(Point-per-instance localization data)
»»

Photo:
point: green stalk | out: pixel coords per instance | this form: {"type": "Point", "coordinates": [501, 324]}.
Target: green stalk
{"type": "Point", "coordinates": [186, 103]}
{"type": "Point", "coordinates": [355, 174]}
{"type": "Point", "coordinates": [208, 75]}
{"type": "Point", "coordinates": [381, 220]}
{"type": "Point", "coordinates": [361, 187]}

««

## TASK STATEMENT
Each line of the data is to be transcribed exactly.

## OUTPUT FOR THIS TASK
Photo:
point: green stalk | out: pixel coords per instance | this form: {"type": "Point", "coordinates": [501, 324]}.
Target: green stalk
{"type": "Point", "coordinates": [186, 103]}
{"type": "Point", "coordinates": [355, 174]}
{"type": "Point", "coordinates": [208, 75]}
{"type": "Point", "coordinates": [381, 220]}
{"type": "Point", "coordinates": [361, 187]}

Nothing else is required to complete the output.